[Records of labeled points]

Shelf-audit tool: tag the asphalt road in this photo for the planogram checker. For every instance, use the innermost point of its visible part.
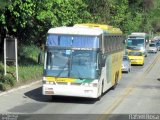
(136, 96)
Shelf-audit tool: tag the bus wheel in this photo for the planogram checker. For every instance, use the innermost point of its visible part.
(116, 82)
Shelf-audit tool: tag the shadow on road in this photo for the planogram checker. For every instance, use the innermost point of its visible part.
(36, 94)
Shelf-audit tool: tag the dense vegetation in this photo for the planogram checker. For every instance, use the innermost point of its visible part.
(29, 20)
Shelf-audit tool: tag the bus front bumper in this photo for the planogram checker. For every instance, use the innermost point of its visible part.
(70, 90)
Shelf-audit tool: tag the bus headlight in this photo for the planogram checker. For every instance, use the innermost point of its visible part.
(142, 49)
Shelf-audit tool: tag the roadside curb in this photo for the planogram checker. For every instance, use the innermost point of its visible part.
(18, 88)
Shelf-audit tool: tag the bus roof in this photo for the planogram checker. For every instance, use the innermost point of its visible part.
(75, 31)
(106, 28)
(138, 34)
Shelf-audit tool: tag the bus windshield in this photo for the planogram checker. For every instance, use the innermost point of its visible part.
(79, 64)
(136, 42)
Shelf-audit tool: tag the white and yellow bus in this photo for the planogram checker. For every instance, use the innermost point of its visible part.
(82, 61)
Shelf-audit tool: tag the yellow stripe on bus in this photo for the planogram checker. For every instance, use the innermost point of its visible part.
(53, 79)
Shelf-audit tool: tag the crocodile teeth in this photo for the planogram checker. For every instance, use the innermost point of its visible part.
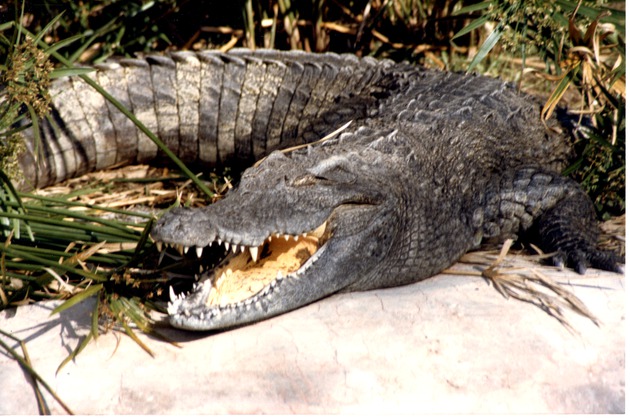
(253, 250)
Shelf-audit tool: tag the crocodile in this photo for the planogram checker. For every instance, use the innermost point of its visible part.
(362, 174)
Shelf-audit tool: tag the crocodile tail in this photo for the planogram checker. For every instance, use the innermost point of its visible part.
(209, 108)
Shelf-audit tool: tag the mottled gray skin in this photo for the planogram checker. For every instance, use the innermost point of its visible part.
(431, 164)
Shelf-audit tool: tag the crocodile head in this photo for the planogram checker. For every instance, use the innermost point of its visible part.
(297, 229)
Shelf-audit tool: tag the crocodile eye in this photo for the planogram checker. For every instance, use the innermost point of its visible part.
(305, 180)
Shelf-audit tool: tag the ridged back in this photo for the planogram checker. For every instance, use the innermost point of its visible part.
(209, 108)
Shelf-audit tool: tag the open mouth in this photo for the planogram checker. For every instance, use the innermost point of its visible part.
(248, 273)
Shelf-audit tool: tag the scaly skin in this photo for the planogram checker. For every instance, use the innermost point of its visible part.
(430, 165)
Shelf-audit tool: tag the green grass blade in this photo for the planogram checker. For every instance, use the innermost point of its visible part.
(474, 7)
(487, 45)
(472, 26)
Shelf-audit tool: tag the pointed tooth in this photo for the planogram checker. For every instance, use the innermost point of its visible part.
(253, 250)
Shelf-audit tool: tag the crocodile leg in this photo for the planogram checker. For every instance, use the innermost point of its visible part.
(553, 212)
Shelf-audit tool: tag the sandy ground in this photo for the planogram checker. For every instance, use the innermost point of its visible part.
(450, 344)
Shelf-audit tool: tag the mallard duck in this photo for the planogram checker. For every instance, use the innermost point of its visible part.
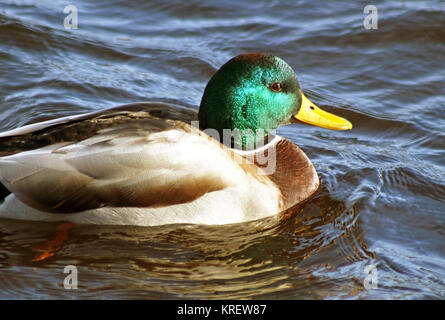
(155, 163)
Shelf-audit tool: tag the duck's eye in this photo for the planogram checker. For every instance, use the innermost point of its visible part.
(276, 86)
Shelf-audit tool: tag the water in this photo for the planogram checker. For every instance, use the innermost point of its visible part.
(382, 197)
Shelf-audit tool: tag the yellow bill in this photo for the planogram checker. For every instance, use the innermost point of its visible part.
(310, 113)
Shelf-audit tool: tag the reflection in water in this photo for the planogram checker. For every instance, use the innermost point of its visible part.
(383, 183)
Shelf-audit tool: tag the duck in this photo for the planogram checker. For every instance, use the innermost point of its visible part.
(155, 163)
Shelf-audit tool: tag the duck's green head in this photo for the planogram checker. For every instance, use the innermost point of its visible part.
(256, 93)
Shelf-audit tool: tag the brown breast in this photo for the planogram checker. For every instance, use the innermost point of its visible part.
(293, 173)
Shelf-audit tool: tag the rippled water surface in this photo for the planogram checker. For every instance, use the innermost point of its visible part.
(382, 197)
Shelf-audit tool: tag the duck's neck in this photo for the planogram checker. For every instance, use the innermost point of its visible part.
(288, 167)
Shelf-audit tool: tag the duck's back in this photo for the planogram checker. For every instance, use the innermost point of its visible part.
(142, 156)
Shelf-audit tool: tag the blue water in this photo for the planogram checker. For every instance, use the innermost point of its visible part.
(382, 197)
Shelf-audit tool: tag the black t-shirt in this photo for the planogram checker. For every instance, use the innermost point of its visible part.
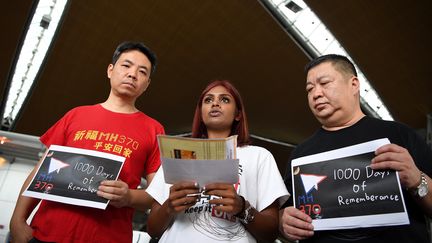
(365, 130)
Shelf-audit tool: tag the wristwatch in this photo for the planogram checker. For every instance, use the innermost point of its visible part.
(248, 214)
(422, 189)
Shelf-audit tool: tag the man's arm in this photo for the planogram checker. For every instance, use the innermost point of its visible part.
(20, 230)
(121, 196)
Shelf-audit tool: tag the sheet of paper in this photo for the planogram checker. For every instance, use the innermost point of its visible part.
(70, 175)
(201, 171)
(194, 148)
(339, 190)
(199, 160)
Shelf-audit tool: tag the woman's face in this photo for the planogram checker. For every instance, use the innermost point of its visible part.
(218, 110)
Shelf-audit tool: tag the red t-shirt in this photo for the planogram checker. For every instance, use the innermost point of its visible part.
(132, 136)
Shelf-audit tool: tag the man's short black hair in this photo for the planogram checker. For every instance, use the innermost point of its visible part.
(341, 62)
(128, 46)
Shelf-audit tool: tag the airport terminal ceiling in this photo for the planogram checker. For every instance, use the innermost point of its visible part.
(235, 40)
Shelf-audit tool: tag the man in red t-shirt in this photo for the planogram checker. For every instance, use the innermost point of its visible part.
(115, 126)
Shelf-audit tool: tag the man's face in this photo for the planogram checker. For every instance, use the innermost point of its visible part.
(332, 95)
(130, 75)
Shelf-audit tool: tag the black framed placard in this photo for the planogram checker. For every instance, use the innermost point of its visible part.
(339, 190)
(71, 175)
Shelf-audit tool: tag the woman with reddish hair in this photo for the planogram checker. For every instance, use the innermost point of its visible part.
(244, 212)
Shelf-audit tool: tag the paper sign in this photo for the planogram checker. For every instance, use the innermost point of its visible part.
(70, 175)
(199, 160)
(339, 190)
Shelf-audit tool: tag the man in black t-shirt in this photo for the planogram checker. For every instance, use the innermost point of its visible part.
(334, 98)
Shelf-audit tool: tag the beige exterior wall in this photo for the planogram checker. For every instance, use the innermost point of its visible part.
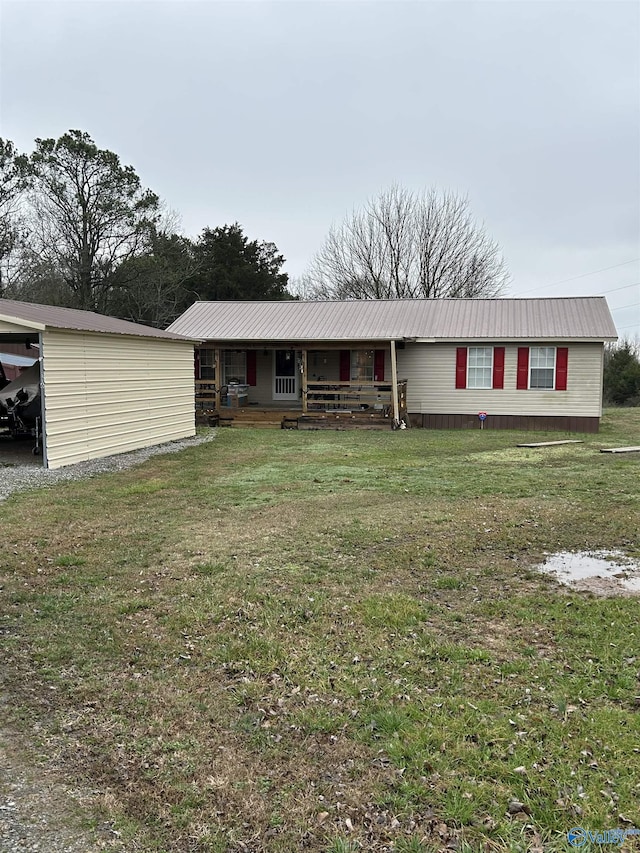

- [Task] Can you render everything from the line containing "Shelf-audit tool: tag the man in black" down to the end of the items as a Markdown table with columns named Row and Line, one line per row, leaving out blank lines and any pictures?

- [Result below]
| Row | Line |
|---|---|
| 1 | Shelf-audit tool: tag the man in black t-shirt in this photo for the planogram checker. For every instance, use the innermost point of its visible part. |
| 2 | (334, 98) |
| 3 | Shelf-audit tool: tag the beige exterior wall in this photo for the planogram checker. For every instance, use the innermost point of its visible part. |